Print word for word the records from the line containing "Target: handbag strap" through the end.
[Exercise input]
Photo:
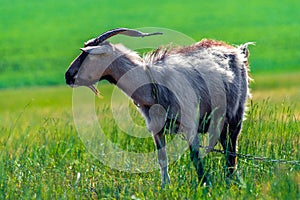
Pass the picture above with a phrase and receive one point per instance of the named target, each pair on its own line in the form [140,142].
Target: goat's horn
[123,31]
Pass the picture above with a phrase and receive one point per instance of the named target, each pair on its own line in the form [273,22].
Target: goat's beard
[95,90]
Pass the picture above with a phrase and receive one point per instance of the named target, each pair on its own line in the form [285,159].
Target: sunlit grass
[42,156]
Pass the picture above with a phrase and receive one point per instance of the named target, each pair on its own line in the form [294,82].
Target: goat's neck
[130,76]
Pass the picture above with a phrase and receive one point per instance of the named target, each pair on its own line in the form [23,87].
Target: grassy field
[41,153]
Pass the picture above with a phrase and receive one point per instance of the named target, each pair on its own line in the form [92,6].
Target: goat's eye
[137,104]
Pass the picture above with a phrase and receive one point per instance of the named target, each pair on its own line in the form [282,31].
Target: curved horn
[123,31]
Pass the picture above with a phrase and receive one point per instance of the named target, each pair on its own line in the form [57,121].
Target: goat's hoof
[235,179]
[165,183]
[205,182]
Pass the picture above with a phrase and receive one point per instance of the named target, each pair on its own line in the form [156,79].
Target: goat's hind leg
[196,158]
[160,142]
[228,140]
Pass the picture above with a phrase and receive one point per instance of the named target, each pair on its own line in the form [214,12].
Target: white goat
[202,87]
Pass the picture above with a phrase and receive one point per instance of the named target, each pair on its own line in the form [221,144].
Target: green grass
[40,39]
[41,154]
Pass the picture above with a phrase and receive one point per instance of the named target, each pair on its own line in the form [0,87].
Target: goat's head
[95,57]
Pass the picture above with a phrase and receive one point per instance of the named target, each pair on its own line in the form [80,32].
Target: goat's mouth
[77,82]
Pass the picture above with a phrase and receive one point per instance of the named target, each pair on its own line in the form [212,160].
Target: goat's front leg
[160,142]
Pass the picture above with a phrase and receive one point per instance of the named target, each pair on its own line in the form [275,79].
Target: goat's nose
[69,78]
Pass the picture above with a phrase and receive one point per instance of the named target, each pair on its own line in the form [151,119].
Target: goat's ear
[95,49]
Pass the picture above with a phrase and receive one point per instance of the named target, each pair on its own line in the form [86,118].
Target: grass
[42,155]
[39,39]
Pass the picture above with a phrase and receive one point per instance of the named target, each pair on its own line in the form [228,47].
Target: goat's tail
[244,49]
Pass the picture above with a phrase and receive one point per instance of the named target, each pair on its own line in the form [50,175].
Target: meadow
[42,155]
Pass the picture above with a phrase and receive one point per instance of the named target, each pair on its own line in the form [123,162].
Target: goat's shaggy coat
[201,88]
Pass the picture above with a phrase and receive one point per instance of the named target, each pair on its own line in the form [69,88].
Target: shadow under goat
[195,89]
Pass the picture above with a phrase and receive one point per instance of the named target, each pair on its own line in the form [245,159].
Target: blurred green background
[40,38]
[41,154]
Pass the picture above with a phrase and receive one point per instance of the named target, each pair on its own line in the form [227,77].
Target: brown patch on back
[206,43]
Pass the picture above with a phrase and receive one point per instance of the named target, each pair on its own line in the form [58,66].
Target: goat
[189,83]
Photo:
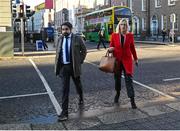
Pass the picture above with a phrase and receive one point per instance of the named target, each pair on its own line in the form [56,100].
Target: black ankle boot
[81,101]
[133,104]
[116,98]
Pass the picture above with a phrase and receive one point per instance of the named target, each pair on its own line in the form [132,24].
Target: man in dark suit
[70,54]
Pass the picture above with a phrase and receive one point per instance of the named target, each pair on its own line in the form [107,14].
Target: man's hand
[111,49]
[136,63]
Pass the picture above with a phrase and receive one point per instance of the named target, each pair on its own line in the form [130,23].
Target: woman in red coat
[122,46]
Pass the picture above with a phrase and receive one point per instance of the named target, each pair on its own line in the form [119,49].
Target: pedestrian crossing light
[173,18]
[28,11]
[14,11]
[21,11]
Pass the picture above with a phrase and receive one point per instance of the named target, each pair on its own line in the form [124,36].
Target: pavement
[164,116]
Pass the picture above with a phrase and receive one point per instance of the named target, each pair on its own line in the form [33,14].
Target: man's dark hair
[68,24]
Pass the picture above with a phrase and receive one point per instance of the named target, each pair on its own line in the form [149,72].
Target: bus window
[110,29]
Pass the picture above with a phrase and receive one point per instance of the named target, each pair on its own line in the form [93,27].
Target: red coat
[124,54]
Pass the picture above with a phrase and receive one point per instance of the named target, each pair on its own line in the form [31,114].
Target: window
[175,23]
[158,3]
[163,22]
[143,5]
[143,24]
[171,2]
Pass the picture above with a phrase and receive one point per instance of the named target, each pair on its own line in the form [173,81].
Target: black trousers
[65,74]
[101,40]
[128,82]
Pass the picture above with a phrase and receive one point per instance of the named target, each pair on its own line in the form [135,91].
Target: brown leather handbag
[107,63]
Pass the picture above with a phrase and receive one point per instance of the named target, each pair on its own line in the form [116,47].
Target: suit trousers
[65,74]
[128,81]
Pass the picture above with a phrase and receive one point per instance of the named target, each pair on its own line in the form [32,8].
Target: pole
[22,36]
[172,32]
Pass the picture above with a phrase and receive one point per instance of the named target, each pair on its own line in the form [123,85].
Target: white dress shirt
[64,49]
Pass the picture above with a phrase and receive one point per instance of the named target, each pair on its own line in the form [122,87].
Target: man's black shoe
[62,118]
[133,104]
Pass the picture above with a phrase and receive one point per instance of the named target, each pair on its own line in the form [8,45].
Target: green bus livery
[106,19]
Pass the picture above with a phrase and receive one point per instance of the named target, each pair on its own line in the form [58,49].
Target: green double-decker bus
[106,19]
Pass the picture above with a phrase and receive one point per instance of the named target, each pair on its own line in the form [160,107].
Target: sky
[33,2]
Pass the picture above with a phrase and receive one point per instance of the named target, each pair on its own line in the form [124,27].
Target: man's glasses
[65,28]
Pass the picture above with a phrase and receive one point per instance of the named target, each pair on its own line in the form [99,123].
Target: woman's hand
[111,49]
[136,62]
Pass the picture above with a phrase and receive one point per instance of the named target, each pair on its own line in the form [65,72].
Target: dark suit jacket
[78,54]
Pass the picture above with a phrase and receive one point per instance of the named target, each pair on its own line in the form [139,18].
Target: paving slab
[15,127]
[81,123]
[117,117]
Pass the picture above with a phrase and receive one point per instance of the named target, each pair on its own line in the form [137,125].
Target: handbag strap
[107,54]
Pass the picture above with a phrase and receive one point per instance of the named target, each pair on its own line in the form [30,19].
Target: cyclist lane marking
[18,96]
[48,89]
[171,79]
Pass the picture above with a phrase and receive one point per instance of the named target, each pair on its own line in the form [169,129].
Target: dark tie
[66,49]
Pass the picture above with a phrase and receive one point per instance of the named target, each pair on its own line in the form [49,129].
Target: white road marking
[48,89]
[143,85]
[171,79]
[26,95]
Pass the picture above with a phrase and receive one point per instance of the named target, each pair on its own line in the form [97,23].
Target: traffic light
[27,11]
[21,11]
[14,11]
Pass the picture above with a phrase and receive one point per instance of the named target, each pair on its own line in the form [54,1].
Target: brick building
[151,16]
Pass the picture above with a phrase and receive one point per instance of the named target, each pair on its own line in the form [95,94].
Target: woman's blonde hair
[123,20]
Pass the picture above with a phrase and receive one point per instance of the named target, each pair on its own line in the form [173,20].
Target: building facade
[41,18]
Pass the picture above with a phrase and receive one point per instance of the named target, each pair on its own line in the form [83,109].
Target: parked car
[82,35]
[/Exercise input]
Solution:
Target: handbag strap
[107,54]
Pass the picture above with a phrase and receive one point per instance of the named target, each pair on its own line in the form [30,19].
Target: cyclist lane marking
[18,96]
[48,89]
[171,79]
Pass the picture above with a phrase and receive one point per instance of the named target, each pair on its own line in the form [169,129].
Target: dark tie
[66,49]
Pass the picture above with a phrase and receive one point per instance of the named target, each pair on its own line in the form [49,129].
Target: white road marking
[48,89]
[143,85]
[171,79]
[26,95]
Pass the picture above with a phrase and receive one point per instance of the named target, each pair on its own line in the form [97,23].
Target: traffic light
[27,11]
[21,11]
[14,11]
Pass the picture above with a phrase and receive one point per instance of the named target, each pair on its own line in the form [54,1].
Target: brick building
[151,16]
Pass the picture above with a phrase and receive one point per instance of the named target, each pair on its own line in the form [95,94].
Target: woman's blonde hair
[123,20]
Pass the picture above with a phrase and receive one point per instance of the named target, each pair on its own line in the form [173,20].
Target: building facade
[41,18]
Pass the picture above with a phrase and receive one point per instance of the named target, each pair on its own line in the form [83,109].
Target: parked car
[82,35]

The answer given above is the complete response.